Post-transplant diffuse lymphoproliferative disease (PLPD) is a heterogeneous group of disorders characterized by a proliferation of lymphocytes after solid transplantation, with a spectrum ranging from hyperplasia to aggressive non-Hodgkin's lymphomas.1,2

The incidence of PLPD is highly variable and depends on the transplanted organ; renal transplantation has the lowest incidence.1,3 However, because renal transplantation is the most common transplant performed each year, most PLDP is diagnosed in renal transplant recipients.

This entity is more prevalent in solid organ transplant recipients than in the general population and its mortality rates is also higher.4 These proliferations are mostly of B lymphocyte origin5,6 and the Epstein-Barr virus (EBV) has long been considered to be involved in their pathogenesis.6–8 The development of this disease is considered to be an iatrogenic complication of immunosuppressive treatment associated with solid organ transplantation, which leads to reduced immune control of this virus by T-cells, resulting in the proliferation of EBV-infected B-cells.6

Classically there have been described several risk factors in the development of this entity9–12; such factor are EBV seronegative recipients who receive grafts from seropositive donors,4,7,9,12 the burden of immunosuppression especially with the use of antilymphocyte antibodies,7,11–13 acute rejection12,14 and cytomegalovirus infection.10,11,15

We have evaluated the incidence of PLDP over a 20-year period, in a retrospective multicenter observational study that included a cohort of 21,546 adult single kidney transplant recipients transplanted in Spain from 1990 to 2009. The study collects demographic and clinical data and different risk factors involved in the development and prognosis of this entity.

The present study is a multicenter, nationwide, retrospective, observational, multicenter study that included 21 Spanish tertiary hospitals.

The study population included 21,546 adult recipients who received a single kidney transplant from a cadaveric or living donor from January 1, 1990 to December 31, 2009. The study period was 22 years, from January 1, 1990 to December 31, 2012.

Inclusion criteria were: recipients older than 18 years at the time of transplantation and with a functioning graft at the time of PLDP diagnosis. The diagnosis of PLDP was made by histopathological analysis when biopsy was available or based on strong clinical suspicion when biopsy was not possible. The histological study was performed by the pathologist of the corresponding center.
....
TASK 1 — According to the passage on post-transplant lymphoproliferative disease, why are most cases diagnosed in renal transplant recipients when renal transplantation has the lowest incidence? Answer in one to three sentences.
TASK 2 — From the passage on post-transplant lymphoproliferative disease, extract the text between "The present study" and "the corresponding center.", inclusive.
The entries after this point are not needed here.
....
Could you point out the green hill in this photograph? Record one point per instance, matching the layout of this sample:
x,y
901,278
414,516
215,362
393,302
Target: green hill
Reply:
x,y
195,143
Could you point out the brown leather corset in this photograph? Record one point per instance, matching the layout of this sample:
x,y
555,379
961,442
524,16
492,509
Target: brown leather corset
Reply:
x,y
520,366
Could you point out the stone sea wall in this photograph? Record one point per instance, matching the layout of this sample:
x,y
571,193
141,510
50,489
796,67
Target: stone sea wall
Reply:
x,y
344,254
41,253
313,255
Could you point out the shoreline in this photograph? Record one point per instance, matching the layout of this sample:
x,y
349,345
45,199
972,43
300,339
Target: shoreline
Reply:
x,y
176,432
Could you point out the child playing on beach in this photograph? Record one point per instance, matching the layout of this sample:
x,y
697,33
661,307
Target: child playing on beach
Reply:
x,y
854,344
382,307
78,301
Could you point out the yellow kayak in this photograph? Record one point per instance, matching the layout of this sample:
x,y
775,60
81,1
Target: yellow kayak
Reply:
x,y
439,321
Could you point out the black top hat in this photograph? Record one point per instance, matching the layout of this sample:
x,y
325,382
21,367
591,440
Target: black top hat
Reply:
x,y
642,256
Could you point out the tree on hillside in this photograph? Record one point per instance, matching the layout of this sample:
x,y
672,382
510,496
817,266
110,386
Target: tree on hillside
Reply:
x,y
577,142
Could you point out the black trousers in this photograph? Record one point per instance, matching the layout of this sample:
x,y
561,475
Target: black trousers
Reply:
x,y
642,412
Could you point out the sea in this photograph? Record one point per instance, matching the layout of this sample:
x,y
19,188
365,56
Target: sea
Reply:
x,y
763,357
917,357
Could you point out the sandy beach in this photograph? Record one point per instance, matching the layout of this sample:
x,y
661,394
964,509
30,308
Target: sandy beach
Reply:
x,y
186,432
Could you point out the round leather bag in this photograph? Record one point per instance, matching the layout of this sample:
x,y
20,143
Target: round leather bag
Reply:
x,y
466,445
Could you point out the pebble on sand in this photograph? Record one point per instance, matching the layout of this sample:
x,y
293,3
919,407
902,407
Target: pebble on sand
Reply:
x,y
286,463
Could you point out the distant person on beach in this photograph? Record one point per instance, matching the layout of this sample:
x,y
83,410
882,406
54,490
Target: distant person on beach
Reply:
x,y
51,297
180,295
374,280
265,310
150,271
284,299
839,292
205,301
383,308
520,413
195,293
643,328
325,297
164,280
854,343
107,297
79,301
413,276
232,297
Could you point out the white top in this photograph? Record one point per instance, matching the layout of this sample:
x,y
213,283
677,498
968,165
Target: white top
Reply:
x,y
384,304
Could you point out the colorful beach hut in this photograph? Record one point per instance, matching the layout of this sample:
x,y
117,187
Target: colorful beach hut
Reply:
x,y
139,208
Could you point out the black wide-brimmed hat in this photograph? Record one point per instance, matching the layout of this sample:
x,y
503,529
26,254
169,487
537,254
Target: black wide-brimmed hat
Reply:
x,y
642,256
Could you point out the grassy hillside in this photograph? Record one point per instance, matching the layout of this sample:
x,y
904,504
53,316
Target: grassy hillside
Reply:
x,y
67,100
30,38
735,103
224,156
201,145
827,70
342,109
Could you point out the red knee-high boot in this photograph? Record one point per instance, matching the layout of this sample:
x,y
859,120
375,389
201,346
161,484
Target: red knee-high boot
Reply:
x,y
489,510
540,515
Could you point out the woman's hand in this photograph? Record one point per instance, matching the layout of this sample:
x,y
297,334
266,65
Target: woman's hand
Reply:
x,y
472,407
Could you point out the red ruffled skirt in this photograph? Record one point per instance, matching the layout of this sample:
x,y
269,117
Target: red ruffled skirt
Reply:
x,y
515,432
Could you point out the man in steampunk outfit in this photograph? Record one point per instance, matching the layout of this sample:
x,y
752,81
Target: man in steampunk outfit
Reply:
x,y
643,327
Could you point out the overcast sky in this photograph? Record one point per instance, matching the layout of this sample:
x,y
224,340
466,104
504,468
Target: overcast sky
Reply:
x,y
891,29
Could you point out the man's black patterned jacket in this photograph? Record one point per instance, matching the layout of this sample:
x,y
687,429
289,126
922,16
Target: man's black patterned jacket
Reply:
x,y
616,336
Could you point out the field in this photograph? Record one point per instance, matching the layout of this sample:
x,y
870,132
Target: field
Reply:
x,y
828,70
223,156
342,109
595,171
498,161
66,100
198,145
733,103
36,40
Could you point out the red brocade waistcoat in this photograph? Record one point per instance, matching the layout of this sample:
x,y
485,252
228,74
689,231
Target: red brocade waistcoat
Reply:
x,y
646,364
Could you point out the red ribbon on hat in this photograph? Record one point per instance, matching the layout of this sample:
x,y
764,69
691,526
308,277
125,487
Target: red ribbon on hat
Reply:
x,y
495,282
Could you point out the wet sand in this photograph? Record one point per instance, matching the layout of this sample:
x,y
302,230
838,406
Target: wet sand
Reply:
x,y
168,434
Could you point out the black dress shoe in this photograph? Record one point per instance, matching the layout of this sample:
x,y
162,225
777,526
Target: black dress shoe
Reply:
....
WRITTEN ANSWER 1 — Renal transplantation is the most common transplant performed each year. The larger number of renal recipients means most cases are diagnosed in that group, even though its incidence is the lowest.

WRITTEN ANSWER 2 —
The present study is a multicenter, nationwide, retrospective, observational, multicenter study that included 21 Spanish tertiary hospitals.

The study population included 21,546 adult recipients who received a single kidney transplant from a cadaveric or living donor from January 1, 1990 to December 31, 2009. The study period was 22 years, from January 1, 1990 to December 31, 2012.

Inclusion criteria were: recipients older than 18 years at the time of transplantation and with a functioning graft at the time of PLDP diagnosis. The diagnosis of PLDP was made by histopathological analysis when biopsy was available or based on strong clinical suspicion when biopsy was not possible. The histological study was performed by the pathologist of the corresponding center.